Problem to solve
An exact transcription of the data below, complete and unaltered, is the expected answer.

Saved entries
----

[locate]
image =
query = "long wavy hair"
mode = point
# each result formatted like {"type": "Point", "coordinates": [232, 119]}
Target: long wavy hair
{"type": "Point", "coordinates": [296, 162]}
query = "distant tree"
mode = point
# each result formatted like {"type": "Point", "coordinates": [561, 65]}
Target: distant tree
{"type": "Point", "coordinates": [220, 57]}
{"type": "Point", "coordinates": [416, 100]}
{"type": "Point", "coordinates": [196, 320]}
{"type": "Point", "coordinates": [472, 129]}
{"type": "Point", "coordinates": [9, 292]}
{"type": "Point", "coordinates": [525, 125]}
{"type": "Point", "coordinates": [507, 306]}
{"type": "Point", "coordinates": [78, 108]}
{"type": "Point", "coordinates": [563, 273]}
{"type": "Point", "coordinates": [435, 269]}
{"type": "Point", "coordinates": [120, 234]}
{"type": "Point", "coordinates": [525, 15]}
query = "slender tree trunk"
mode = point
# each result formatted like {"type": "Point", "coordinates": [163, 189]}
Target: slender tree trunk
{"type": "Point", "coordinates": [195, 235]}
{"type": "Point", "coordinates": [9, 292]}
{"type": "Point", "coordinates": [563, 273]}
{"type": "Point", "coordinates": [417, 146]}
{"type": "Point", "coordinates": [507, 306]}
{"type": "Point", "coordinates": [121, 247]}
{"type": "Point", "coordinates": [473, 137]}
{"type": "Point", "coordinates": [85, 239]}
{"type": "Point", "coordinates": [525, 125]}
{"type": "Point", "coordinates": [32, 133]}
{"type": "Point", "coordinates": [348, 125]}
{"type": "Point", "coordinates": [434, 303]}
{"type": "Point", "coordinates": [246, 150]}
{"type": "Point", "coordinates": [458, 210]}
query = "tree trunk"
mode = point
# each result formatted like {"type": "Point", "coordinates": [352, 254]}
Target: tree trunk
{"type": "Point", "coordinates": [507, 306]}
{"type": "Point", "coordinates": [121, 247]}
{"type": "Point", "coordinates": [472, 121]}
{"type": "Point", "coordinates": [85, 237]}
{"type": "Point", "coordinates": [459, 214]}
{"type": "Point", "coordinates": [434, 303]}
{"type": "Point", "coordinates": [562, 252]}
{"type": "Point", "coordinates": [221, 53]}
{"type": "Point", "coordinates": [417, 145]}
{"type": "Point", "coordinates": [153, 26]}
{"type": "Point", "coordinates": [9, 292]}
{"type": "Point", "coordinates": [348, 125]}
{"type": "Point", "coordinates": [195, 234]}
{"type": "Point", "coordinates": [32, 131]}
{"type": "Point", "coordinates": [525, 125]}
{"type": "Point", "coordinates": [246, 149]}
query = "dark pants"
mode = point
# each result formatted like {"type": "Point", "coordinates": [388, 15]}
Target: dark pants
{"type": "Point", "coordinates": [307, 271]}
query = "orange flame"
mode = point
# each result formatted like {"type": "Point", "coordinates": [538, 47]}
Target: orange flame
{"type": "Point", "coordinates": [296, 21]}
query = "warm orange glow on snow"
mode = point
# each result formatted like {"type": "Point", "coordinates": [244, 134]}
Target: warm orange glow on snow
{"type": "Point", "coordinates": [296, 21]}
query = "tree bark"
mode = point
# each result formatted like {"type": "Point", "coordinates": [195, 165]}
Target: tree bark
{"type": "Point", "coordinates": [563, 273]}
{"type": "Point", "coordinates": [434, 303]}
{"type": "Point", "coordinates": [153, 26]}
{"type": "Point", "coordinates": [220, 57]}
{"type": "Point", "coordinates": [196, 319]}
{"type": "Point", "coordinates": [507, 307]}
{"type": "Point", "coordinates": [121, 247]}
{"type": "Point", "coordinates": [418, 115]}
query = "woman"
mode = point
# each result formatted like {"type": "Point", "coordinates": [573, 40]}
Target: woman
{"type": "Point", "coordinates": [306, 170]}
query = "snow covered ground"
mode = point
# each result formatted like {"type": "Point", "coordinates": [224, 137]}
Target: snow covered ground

----

Response to the task
[locate]
image =
query = "long wavy hair"
mode = point
# each result formatted like {"type": "Point", "coordinates": [232, 119]}
Target: long wavy hair
{"type": "Point", "coordinates": [296, 162]}
query = "distant tree"
mode = point
# each result formatted like {"type": "Point", "coordinates": [561, 65]}
Target: distant tree
{"type": "Point", "coordinates": [220, 57]}
{"type": "Point", "coordinates": [416, 100]}
{"type": "Point", "coordinates": [196, 320]}
{"type": "Point", "coordinates": [472, 129]}
{"type": "Point", "coordinates": [9, 292]}
{"type": "Point", "coordinates": [525, 125]}
{"type": "Point", "coordinates": [507, 306]}
{"type": "Point", "coordinates": [78, 108]}
{"type": "Point", "coordinates": [563, 273]}
{"type": "Point", "coordinates": [435, 269]}
{"type": "Point", "coordinates": [120, 234]}
{"type": "Point", "coordinates": [525, 15]}
query = "slender tree trunk"
mode = point
# each result formatted like {"type": "Point", "coordinates": [163, 189]}
Target: slender tree trunk
{"type": "Point", "coordinates": [195, 235]}
{"type": "Point", "coordinates": [9, 292]}
{"type": "Point", "coordinates": [563, 273]}
{"type": "Point", "coordinates": [417, 146]}
{"type": "Point", "coordinates": [507, 306]}
{"type": "Point", "coordinates": [121, 247]}
{"type": "Point", "coordinates": [473, 137]}
{"type": "Point", "coordinates": [85, 239]}
{"type": "Point", "coordinates": [525, 125]}
{"type": "Point", "coordinates": [32, 133]}
{"type": "Point", "coordinates": [348, 125]}
{"type": "Point", "coordinates": [434, 303]}
{"type": "Point", "coordinates": [246, 150]}
{"type": "Point", "coordinates": [458, 210]}
query = "tree trunk"
mode = point
# each result formatted like {"type": "Point", "coordinates": [352, 254]}
Target: tree trunk
{"type": "Point", "coordinates": [507, 306]}
{"type": "Point", "coordinates": [121, 247]}
{"type": "Point", "coordinates": [472, 121]}
{"type": "Point", "coordinates": [85, 237]}
{"type": "Point", "coordinates": [459, 214]}
{"type": "Point", "coordinates": [434, 303]}
{"type": "Point", "coordinates": [562, 252]}
{"type": "Point", "coordinates": [221, 53]}
{"type": "Point", "coordinates": [417, 145]}
{"type": "Point", "coordinates": [153, 26]}
{"type": "Point", "coordinates": [9, 292]}
{"type": "Point", "coordinates": [348, 125]}
{"type": "Point", "coordinates": [195, 234]}
{"type": "Point", "coordinates": [32, 131]}
{"type": "Point", "coordinates": [525, 125]}
{"type": "Point", "coordinates": [246, 149]}
query = "dark pants"
mode = point
# each result formatted like {"type": "Point", "coordinates": [388, 15]}
Target: dark pants
{"type": "Point", "coordinates": [307, 271]}
query = "orange flame"
mode = point
# each result formatted like {"type": "Point", "coordinates": [538, 47]}
Target: orange flame
{"type": "Point", "coordinates": [296, 21]}
query = "warm orange glow on snow"
mode = point
# each result formatted like {"type": "Point", "coordinates": [244, 134]}
Target: warm orange glow on snow
{"type": "Point", "coordinates": [296, 21]}
query = "tree bark"
mode = point
# each result formatted like {"type": "Point", "coordinates": [195, 165]}
Target: tree bark
{"type": "Point", "coordinates": [563, 273]}
{"type": "Point", "coordinates": [434, 303]}
{"type": "Point", "coordinates": [153, 26]}
{"type": "Point", "coordinates": [220, 57]}
{"type": "Point", "coordinates": [196, 319]}
{"type": "Point", "coordinates": [507, 307]}
{"type": "Point", "coordinates": [121, 247]}
{"type": "Point", "coordinates": [418, 115]}
query = "woman"
mode = point
# each result formatted like {"type": "Point", "coordinates": [573, 40]}
Target: woman
{"type": "Point", "coordinates": [306, 170]}
query = "snow covered ground"
mode = point
# each result formatted like {"type": "Point", "coordinates": [224, 137]}
Target: snow covered ground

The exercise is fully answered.